[The data Boundary: Start]

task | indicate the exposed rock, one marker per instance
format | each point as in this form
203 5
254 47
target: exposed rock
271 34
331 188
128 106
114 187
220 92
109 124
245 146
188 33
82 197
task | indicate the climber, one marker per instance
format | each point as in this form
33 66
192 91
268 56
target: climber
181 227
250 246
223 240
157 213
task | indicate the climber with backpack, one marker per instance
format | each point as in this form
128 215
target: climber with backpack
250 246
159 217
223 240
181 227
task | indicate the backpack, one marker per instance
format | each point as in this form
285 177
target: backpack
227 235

[The data Boundary: End]
[The data Boundary: Start]

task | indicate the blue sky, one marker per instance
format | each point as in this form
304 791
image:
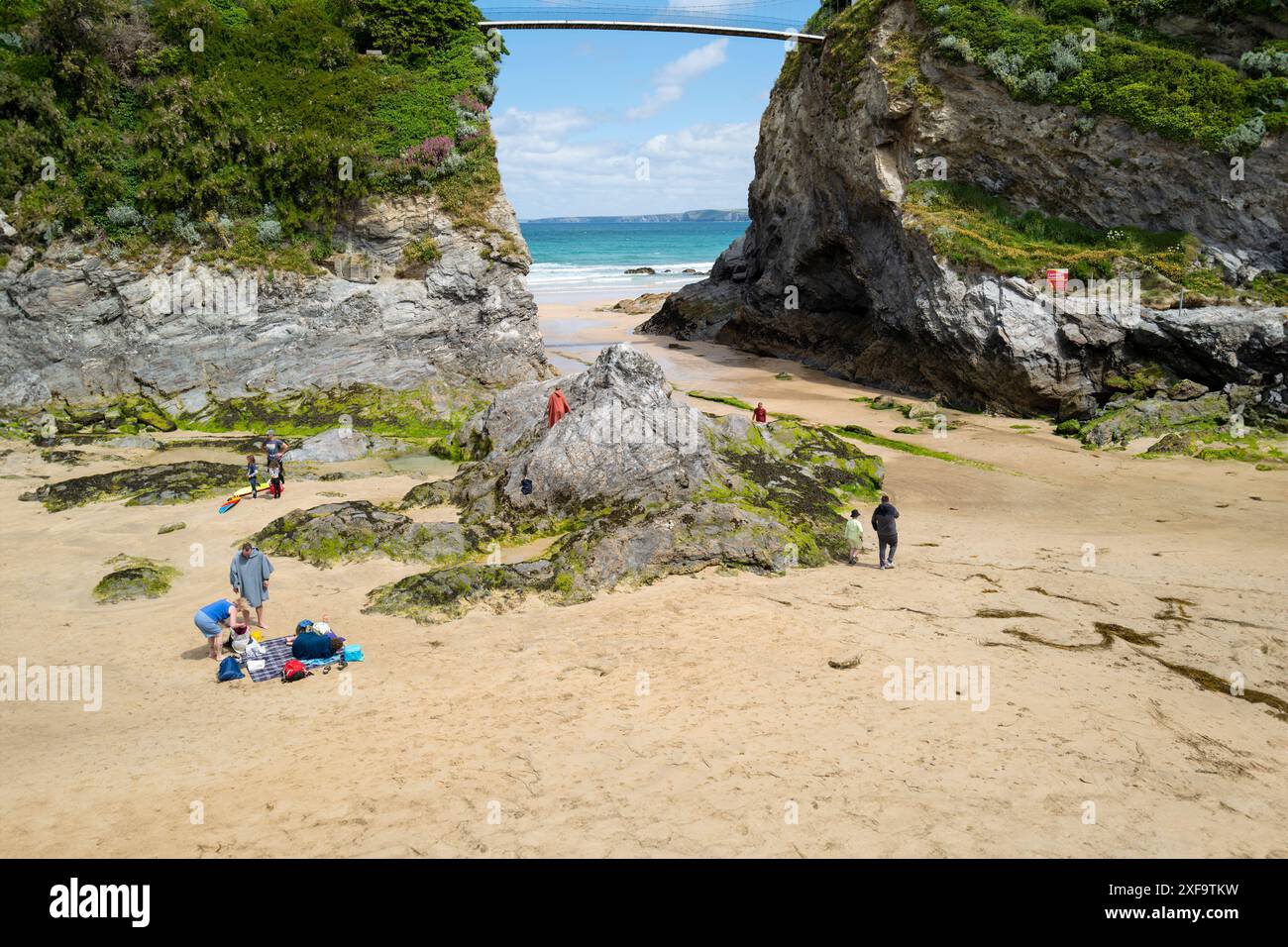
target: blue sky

[The data Boundary: End]

**Task item:** Write out each line above that contains the word "indicate".

**Result below:**
task | indicate the exposed rock, one marker per instance
task | indicate the climber, one marker per instance
task | indicate the climber with backpack, one marker per instance
task | indicate the backpack, one marker per instance
task | indicate the blue sky, one marker per instance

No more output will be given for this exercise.